◆ Your goal
Turn the rows below into a single numbered list, one line per item, and leave out the blank lines.

******

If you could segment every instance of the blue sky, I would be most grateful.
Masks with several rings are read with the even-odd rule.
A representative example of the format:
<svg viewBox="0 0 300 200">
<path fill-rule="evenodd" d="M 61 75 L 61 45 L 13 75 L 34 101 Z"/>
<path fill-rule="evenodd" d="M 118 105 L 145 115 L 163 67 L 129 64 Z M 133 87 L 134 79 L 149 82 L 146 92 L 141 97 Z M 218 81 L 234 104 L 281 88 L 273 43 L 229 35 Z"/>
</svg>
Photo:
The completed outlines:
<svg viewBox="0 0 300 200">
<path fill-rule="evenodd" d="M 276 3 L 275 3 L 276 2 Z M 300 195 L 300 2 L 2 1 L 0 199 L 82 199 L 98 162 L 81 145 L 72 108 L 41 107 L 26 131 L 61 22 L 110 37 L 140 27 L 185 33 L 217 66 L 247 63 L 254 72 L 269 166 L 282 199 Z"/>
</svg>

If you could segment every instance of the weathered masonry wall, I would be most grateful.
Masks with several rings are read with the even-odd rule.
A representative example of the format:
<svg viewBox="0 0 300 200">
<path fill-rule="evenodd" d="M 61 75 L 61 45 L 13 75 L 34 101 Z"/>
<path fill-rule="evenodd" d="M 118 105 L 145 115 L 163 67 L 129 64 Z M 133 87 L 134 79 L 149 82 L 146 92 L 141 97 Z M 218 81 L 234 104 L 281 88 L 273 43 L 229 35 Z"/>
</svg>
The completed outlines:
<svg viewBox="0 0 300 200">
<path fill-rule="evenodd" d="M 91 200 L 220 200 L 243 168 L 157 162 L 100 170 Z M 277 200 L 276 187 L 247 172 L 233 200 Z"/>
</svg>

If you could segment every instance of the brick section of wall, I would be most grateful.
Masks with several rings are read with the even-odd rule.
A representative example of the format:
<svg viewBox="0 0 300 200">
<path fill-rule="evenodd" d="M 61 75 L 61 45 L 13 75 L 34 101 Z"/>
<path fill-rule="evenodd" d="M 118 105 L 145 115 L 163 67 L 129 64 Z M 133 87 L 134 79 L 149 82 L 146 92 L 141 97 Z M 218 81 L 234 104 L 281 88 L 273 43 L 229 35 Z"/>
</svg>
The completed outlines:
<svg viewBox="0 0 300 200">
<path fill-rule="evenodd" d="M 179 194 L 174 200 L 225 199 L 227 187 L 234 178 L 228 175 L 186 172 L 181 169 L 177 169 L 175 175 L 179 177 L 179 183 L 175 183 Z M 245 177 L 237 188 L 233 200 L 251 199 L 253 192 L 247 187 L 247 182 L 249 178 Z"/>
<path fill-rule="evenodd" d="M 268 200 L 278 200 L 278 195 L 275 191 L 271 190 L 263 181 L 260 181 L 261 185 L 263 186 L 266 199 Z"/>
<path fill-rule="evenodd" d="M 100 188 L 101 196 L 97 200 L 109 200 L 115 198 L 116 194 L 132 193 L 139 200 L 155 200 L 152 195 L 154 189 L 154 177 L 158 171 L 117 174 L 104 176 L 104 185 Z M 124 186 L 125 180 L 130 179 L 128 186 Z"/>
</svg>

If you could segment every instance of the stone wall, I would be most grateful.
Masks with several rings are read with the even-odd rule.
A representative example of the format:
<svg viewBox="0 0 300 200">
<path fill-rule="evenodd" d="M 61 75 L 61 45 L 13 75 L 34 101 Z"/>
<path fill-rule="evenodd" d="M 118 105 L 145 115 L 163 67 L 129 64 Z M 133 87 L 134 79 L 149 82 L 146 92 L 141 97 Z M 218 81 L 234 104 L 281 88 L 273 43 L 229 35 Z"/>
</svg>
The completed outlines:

******

◆ Right answer
1. If you could segment every instance of the blue sky, I would be most grateful.
2. Masks with several rings are read with the even-odd rule.
3. A representative example of the format:
4. <svg viewBox="0 0 300 200">
5. <path fill-rule="evenodd" d="M 61 75 L 61 45 L 13 75 L 34 101 Z"/>
6. <path fill-rule="evenodd" d="M 118 105 L 145 115 L 163 67 L 129 64 Z M 133 87 L 134 79 L 149 82 L 146 92 L 141 97 Z M 218 81 L 234 104 L 281 88 L 273 43 L 229 35 Z"/>
7. </svg>
8. Photo:
9. The completed outlines:
10. <svg viewBox="0 0 300 200">
11. <path fill-rule="evenodd" d="M 276 3 L 275 3 L 276 2 Z M 300 195 L 300 2 L 2 1 L 0 199 L 82 199 L 98 162 L 81 145 L 72 108 L 41 107 L 26 131 L 61 22 L 110 37 L 140 27 L 185 33 L 217 66 L 247 63 L 254 72 L 269 166 L 282 199 Z"/>
12. </svg>
13. If you could segment every instance of the weathered masonry wall, I would be most grateful.
14. Masks with several rings are read with the even-odd rule.
15. A representative example of the format:
16. <svg viewBox="0 0 300 200">
17. <path fill-rule="evenodd" d="M 61 75 L 61 45 L 13 75 L 34 101 Z"/>
18. <path fill-rule="evenodd" d="M 118 105 L 145 115 L 163 67 L 129 64 Z M 133 87 L 134 79 L 149 82 L 146 92 L 141 97 Z M 218 81 L 234 104 L 281 88 L 273 43 L 229 35 Z"/>
19. </svg>
20. The completed outlines:
21. <svg viewBox="0 0 300 200">
22. <path fill-rule="evenodd" d="M 91 200 L 220 200 L 243 168 L 157 162 L 100 170 Z M 277 200 L 276 187 L 247 172 L 233 200 Z"/>
23. </svg>
24. If you could segment every instance of the brick section of wall, I would be most grateful.
25. Masks with several rings are read with the even-odd rule.
26. A representative example of the format:
27. <svg viewBox="0 0 300 200">
28. <path fill-rule="evenodd" d="M 61 75 L 61 45 L 13 75 L 34 101 Z"/>
29. <path fill-rule="evenodd" d="M 118 105 L 145 115 L 163 67 L 129 64 Z M 133 87 L 134 79 L 149 82 L 146 92 L 141 97 Z M 218 81 L 234 104 L 281 88 L 273 43 L 229 35 Z"/>
30. </svg>
31. The completed outlines:
32. <svg viewBox="0 0 300 200">
33. <path fill-rule="evenodd" d="M 179 194 L 174 200 L 225 199 L 227 187 L 234 178 L 228 175 L 186 172 L 181 169 L 177 169 L 175 175 L 179 177 L 179 183 L 175 183 Z M 245 177 L 237 188 L 233 200 L 251 199 L 253 192 L 247 187 L 247 182 L 249 178 Z"/>
34. <path fill-rule="evenodd" d="M 268 200 L 278 200 L 278 195 L 275 191 L 271 190 L 263 181 L 260 181 L 261 185 L 263 186 L 266 199 Z"/>
35. <path fill-rule="evenodd" d="M 100 188 L 101 196 L 97 200 L 109 200 L 115 198 L 116 194 L 132 193 L 139 200 L 155 200 L 152 195 L 154 189 L 154 177 L 158 171 L 117 174 L 104 176 L 104 185 Z M 124 186 L 125 180 L 130 179 L 128 186 Z"/>
36. </svg>
37. If you could segment every instance of the stone wall, I would be most grateful.
38. Masks with several rings are read with the even-odd rule.
39. A representative example of the format:
40. <svg viewBox="0 0 300 200">
41. <path fill-rule="evenodd" d="M 61 75 L 61 45 L 13 75 L 34 101 Z"/>
42. <path fill-rule="evenodd" d="M 118 105 L 145 115 L 163 67 L 129 64 Z M 133 87 L 134 79 L 149 82 L 146 92 L 141 97 Z M 218 81 L 234 104 L 281 88 L 273 43 L 229 35 Z"/>
43. </svg>
44. The completed outlines:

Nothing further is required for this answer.